Question

Points E and F lie on diagonal AC of a parallelogram ABCD such that AE = CF. What type of quadrilateral is BFDE?

Answer 1

\[\text{ In the } {II}^{gm} ABCD: \]
\[AO = OC . . . . . . (i) (\text{ diagonals of a parallelogram bisect each other })\]
\[AE = CF . . . . . . . (ii) (\text{ given })\]
\[\text{ Subtracting (ii) from } (i): \]
\[AO - AE = OC - CF\]
\[EO = OF . . . . . . . . . (iii)\]
\[\text{ In } ∆ DOE \text{ and } ∆ BOF: \]
\[EO = OF (\text{ proved above })\]
\[DO = OB (\text{ diagonals of a parallelogram bisect each other })\]
\[\angle DOE = \angle BOF (\text{ vertically opposite angles })\]
\[\text{ By SAS congruence }: \]
\[ ∆ DOE \cong ∆ BOF\]
\[ \therefore DE = BF (c . p . c . t)\]
\[\text{ In } ∆ BOE \text{ and } ∆ DOF: \]
\[EO = OF (\text{ proved above })\]
\[DO = OB (\text{ diagonals of a parallelogram bisect each other })\]
\[\angle DOF = \angle BOE (\text{ vertically opposite angles })\]
\[\text{ By SAS congruence }: \]
\[ ∆ DOE \cong ∆ BOF\]
\[ \therefore DF = BE (c . p . c . t)\]
\[\text{ Hence, the pair of opposite sides are equal . Thus, DEBF is a parallelogram }. \]

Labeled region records

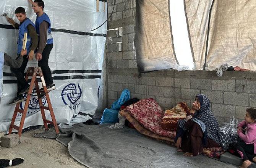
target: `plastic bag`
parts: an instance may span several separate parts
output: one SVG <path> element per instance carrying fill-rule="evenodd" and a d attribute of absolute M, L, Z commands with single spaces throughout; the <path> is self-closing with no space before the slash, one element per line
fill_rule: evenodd
<path fill-rule="evenodd" d="M 100 120 L 100 124 L 115 123 L 118 122 L 118 113 L 119 111 L 116 110 L 105 108 Z"/>
<path fill-rule="evenodd" d="M 113 110 L 118 110 L 120 109 L 121 107 L 126 101 L 130 99 L 130 91 L 127 89 L 125 89 L 122 92 L 120 97 L 118 100 L 114 102 L 111 105 L 111 109 Z"/>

The request:
Answer these questions about the parallelogram proof, one per line:
(a) What does the question state about the lengths AE and CF?
(b) Which congruence rule is used to conclude that triangle DOE is congruent to triangle BOF?
(c) What reason is given for angle DOE being equal to angle BOF?
Nothing in the listing is needed.

Finished exercise:
(a) AE = CF.
(b) SAS congruence.
(c) They are vertically opposite angles.